**EXCERPTED PASSAGE:**
☆ ☆ ☆
10 - 100 billion stars in our galaxy, 10 - 100 billion galaxies in the Universe makes that unlikely. Life elsewhere just has better things to do then visit here to tip over cows and kidnap drunk americans to anal probe.

Aparently we can identify the geological makeup of planets billions of lightyears away, but we haven't found life outside Earth yet.

Not buying it.
 
10 - 100 billion stars in our galaxy, 10 - 100 billion galaxies in the Universe makes that unlikely. Life elsewhere just has better things to do then visit here to tip over cows and kidnap drunk americans to anal probe.
There are something like 300 billion galaxies in the observable universe. The observable universe is tiny compared to the actual size, we are basically blind to most of it.

Aparently we can identify the geological makeup of planets billions of lightyears away, but we haven't found life outside Earth yet.

Not buying it.

We have been looking, there is just no evidence. Ref Fermi paradox.
 
There is a super massive black hole at the center of every galaxy. Ours is no different.
☆ ☆ ☆
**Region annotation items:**
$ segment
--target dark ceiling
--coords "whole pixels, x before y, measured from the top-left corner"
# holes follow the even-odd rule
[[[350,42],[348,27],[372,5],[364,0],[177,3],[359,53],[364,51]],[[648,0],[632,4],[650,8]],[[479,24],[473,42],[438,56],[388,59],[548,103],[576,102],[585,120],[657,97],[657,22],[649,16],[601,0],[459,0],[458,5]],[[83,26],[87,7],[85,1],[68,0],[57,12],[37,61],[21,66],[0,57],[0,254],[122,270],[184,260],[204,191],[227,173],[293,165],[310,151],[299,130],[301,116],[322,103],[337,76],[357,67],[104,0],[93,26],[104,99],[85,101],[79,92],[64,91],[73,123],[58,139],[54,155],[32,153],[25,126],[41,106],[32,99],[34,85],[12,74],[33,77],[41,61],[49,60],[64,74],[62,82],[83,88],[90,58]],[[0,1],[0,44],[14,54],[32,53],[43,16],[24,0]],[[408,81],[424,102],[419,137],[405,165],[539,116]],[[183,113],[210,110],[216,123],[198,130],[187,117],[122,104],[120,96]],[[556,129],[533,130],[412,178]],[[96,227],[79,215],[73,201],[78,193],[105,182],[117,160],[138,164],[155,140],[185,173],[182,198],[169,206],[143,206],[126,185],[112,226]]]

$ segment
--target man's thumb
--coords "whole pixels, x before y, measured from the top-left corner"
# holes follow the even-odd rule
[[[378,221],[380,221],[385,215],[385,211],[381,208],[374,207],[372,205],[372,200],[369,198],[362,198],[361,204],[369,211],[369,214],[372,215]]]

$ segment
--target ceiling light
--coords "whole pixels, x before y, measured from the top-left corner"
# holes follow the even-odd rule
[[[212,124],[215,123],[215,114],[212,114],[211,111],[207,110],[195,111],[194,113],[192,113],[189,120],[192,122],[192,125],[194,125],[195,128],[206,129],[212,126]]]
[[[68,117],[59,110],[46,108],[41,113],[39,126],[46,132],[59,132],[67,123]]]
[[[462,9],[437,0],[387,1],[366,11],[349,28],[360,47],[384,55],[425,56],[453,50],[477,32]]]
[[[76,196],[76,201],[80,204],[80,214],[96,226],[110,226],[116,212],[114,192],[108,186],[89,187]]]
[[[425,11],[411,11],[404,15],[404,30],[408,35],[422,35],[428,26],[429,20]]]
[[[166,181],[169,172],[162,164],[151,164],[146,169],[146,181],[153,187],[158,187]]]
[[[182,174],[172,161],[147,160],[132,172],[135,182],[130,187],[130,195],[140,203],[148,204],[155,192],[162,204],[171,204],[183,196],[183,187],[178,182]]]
☆ ☆ ☆
**TASKS TO PERFORM:**
**a.** Rewrite the forum discussion of extraterrestrial life starting at "There are something" and ending at "most of it.", swapping "observable universe" for "visible universe".
**b.** Go on with the forum discussion of extraterrestrial life from its last sentence.
This material was taken from a separate source.

**OUTPUTS:**
**a.**
There are something like 300 billion galaxies in the visible universe. The visible universe is tiny compared to the actual size, we are basically blind to most of it.

**b.**
The biggest Black Hole in the Universe is TON 618. It's 15,300 times more massive than the Milky Way's central Black Hole. Ton 618 is as big as the distance from our Sun to Neptune 40 times.

1635946169715.png
 
Space is big. You just won't believe how vastly, hugely, mind-bogglingly big it is. I mean, you may think it's a long way down the road to the drug store, but that's just peanuts to space.

Douglas Adams

Just remember that you're standing on a planet that's evolving
And revolving at 900 miles an hour.
It's orbiting at 19 miles a second, so it's reckoned,
The sun that is the source of all our power.
Now the sun, and you and me, and all the stars that we can see,
Are moving at a million miles a day,
In the outer spiral arm, at 40, 000 miles an hour,
Of a galaxy we call the Milky Way.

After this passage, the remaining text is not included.